Die Apparatur aus elektrischen Leitungen, Kabeln, Reagenzgläsern, anderen Gefäßen usw. (die übrigens noch
Jahrzehnte immer mal wieder in Filmen eingesetzt wurde) ist aus heutiger Sicht von äußerster Schlichtheit. Ohne
Blut, zerrissene Leiber oder Gliedmaßen, auch ohne übermäßige Gewalt wirkte der Film auf das Publikum
teilweise derart erschreckend, dass sich Universal Pictures veranlasst sah, zu Beginn des Films einen netten älteren
Mann auftreten zu lassen, der die Zuschauer vor dem Horror warnt, der auf sie zukomme. Der Film spielt in einer
(fast bayerisch anmutenden) bäuerlichen Umgebung, geprägt von der Herrschaft des „bodenständigen“ Vaters
Frankensteins, fernab jeglicher städtischer Kultur und Industrialisierung.
Der wahnhafte Glaube Frankensteins an das Recht, sich göttliche Macht aneignen zu dürfen, ist das Bindeglied
zwischen diesem fast „unschuldig“ wirkenden sozialen Netzwerk und den Folgen der wissenschaftlichen
Revolution, die in der Person Frankensteins meint, alles machen zu dürfen, was machbar ist. Dr. Waldman ist in
dieser Hinsicht Frankensteins Gegenspieler. Aber auch Waldman schätzt das, was passiert, nur bedingt richtig ein.
Er meint, die Kreatur sei ein Monster, das Böse schlechthin. Er erkennt nicht, dass das Böse von Frankenstein
kommt, von den ohne Skrupel genutzten Möglichkeiten einer Wissenschaft, der Waldman sich selbst verschrieben
hat.

▸ **Ausgewählte Datensätze**
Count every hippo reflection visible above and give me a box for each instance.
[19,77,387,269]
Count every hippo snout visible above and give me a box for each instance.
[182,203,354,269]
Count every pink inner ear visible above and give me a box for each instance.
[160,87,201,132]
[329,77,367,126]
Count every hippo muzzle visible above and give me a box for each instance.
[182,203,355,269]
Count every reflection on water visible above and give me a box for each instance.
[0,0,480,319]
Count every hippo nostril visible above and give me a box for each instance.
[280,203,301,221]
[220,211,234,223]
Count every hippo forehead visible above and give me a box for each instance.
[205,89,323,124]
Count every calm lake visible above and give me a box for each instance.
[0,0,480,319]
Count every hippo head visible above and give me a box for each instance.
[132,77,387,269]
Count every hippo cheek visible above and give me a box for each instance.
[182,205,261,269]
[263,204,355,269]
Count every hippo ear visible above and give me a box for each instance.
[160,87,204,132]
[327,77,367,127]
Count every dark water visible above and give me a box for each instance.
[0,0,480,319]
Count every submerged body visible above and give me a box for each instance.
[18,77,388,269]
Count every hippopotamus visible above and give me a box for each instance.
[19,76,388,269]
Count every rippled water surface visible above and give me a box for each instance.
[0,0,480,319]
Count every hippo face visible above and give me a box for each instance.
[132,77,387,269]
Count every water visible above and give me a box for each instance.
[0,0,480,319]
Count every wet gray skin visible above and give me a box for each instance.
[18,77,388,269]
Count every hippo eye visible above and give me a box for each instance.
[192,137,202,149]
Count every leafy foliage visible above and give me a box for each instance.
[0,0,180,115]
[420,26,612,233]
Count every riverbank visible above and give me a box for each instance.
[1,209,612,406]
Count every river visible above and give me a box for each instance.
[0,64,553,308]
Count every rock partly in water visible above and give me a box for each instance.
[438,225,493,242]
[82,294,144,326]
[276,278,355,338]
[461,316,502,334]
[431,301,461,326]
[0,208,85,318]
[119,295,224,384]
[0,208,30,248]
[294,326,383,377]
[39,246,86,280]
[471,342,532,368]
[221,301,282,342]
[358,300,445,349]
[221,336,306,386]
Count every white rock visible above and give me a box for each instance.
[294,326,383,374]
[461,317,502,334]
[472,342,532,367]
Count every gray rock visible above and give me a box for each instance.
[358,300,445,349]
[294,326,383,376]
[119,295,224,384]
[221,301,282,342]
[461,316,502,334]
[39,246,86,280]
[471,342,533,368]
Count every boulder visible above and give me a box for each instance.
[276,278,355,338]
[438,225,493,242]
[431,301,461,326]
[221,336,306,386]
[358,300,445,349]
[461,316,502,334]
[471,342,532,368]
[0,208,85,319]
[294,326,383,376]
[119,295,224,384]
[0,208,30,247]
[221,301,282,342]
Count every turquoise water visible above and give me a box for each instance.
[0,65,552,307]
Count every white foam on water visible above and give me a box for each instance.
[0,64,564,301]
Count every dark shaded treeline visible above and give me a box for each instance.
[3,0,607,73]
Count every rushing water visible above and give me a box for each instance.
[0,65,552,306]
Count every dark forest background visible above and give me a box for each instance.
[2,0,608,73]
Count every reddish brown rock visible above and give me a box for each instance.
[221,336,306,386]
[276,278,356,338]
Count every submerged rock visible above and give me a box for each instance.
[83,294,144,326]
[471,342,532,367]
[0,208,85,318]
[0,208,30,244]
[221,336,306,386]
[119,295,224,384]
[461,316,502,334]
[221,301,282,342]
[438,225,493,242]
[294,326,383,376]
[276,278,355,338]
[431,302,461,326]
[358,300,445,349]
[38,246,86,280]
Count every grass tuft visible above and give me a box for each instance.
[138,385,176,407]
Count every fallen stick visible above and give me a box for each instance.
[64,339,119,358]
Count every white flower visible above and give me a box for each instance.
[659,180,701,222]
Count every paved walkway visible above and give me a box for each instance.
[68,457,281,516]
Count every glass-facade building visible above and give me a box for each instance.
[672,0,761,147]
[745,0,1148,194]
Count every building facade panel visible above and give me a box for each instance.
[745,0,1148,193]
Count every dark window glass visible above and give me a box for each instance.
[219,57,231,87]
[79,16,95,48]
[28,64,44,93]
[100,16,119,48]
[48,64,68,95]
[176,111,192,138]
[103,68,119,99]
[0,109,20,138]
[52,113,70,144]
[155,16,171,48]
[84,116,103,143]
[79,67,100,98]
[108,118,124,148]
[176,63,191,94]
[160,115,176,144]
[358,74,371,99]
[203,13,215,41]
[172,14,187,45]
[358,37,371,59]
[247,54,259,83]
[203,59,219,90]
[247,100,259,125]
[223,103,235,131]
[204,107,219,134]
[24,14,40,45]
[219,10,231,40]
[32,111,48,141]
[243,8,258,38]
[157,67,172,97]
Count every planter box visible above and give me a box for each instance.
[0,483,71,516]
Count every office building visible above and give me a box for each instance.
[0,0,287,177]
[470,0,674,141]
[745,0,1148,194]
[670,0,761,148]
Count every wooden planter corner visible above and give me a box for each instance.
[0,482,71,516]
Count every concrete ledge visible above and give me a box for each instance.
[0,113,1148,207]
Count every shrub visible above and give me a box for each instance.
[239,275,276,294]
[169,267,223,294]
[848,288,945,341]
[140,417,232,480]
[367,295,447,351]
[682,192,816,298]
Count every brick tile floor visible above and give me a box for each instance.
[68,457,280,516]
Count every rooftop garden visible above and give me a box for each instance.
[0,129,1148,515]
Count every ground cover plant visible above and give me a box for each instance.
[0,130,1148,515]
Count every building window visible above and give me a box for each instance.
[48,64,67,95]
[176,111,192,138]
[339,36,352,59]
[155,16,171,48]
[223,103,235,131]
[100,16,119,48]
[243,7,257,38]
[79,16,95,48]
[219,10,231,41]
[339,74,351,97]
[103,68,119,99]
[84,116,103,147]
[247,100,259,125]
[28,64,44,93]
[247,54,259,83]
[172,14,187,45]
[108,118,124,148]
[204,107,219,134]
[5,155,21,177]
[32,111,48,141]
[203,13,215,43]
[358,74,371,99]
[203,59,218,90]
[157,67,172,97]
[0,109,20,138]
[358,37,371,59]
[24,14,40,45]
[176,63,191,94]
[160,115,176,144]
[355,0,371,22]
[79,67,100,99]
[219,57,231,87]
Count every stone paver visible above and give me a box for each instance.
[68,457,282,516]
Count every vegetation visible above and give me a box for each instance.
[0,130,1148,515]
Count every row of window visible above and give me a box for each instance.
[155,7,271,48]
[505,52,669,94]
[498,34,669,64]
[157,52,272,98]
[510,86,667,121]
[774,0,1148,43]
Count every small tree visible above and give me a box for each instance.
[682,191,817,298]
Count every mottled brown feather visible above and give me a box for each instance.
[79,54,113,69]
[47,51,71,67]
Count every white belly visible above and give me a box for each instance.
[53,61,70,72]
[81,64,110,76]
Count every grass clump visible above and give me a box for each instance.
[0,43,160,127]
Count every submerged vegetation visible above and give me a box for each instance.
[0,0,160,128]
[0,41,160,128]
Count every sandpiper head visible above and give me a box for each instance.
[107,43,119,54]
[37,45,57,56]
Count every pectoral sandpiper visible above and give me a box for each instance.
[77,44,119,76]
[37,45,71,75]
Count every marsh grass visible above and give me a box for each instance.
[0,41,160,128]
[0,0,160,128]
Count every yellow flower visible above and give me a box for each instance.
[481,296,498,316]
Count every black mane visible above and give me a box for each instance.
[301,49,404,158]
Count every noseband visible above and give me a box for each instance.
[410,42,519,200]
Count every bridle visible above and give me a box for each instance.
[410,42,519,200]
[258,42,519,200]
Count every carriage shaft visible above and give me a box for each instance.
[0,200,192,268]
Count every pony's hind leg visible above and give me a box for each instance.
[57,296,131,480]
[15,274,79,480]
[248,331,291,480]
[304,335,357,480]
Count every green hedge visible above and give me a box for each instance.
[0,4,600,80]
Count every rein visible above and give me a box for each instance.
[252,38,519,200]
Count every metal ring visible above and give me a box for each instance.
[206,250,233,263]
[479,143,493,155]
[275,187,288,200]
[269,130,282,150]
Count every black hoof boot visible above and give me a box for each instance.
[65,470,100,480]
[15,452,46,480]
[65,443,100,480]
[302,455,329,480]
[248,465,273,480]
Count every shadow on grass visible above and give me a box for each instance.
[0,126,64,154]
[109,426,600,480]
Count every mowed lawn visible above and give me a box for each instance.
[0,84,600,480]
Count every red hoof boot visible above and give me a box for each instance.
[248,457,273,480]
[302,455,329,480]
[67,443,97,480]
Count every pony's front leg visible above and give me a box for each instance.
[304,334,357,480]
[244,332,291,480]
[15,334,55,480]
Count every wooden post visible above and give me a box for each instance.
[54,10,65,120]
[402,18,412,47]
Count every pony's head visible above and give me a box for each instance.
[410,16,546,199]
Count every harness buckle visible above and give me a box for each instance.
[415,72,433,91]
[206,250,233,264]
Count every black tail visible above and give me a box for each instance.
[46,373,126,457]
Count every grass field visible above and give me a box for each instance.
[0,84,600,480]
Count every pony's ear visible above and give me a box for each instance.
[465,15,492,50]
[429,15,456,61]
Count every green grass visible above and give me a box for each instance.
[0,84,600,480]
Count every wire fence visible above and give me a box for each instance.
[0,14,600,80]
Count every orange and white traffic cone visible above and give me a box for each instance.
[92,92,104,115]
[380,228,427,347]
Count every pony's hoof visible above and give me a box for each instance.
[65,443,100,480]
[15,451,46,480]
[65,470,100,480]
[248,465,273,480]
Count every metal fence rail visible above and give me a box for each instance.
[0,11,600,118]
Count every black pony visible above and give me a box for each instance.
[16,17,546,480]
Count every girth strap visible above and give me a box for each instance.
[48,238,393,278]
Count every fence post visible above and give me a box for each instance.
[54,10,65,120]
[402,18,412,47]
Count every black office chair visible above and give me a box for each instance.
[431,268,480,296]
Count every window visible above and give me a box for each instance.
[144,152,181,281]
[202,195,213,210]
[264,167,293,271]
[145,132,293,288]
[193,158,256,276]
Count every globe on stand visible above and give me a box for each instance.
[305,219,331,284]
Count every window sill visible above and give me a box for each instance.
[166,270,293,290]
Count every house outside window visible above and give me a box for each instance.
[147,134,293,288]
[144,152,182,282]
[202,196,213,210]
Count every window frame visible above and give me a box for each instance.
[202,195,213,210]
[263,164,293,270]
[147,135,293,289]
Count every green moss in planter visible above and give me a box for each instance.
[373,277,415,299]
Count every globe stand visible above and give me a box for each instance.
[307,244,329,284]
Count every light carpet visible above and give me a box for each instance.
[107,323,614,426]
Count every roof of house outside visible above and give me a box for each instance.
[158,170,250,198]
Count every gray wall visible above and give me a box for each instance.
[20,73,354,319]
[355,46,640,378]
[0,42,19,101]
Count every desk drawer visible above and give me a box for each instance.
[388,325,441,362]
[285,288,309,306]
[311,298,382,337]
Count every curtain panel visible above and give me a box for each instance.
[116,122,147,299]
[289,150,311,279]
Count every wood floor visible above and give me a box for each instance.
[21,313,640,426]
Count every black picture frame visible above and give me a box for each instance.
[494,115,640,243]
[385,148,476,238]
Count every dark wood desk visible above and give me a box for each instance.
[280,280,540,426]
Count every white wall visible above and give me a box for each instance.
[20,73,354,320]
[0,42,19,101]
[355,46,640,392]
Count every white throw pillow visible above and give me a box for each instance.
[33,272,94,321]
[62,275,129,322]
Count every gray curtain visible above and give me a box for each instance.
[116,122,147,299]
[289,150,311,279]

▸ **Aufgaben**
1 > Gib den Abschnitt des Auszugs wortgetreu aus, der mit den Worten „Der wahnhafte Glaube“ beginnt und mit „bedingt richtig ein.“ endet.
2 > Wen ließ Universal Pictures laut dem Auszug zu Beginn des Films auftreten?
Stütze dich ausschließlich auf den Auszug.

▸ **Antworten**
1 >
Der wahnhafte Glaube Frankensteins an das Recht, sich göttliche Macht aneignen zu dürfen, ist das Bindeglied
zwischen diesem fast „unschuldig“ wirkenden sozialen Netzwerk und den Folgen der wissenschaftlichen
Revolution, die in der Person Frankensteins meint, alles machen zu dürfen, was machbar ist. Dr. Waldman ist in
dieser Hinsicht Frankensteins Gegenspieler. Aber auch Waldman schätzt das, was passiert, nur bedingt richtig ein.

2 > Einen netten älteren Mann, der die Zuschauer vor dem Horror warnt, der auf sie zukommt.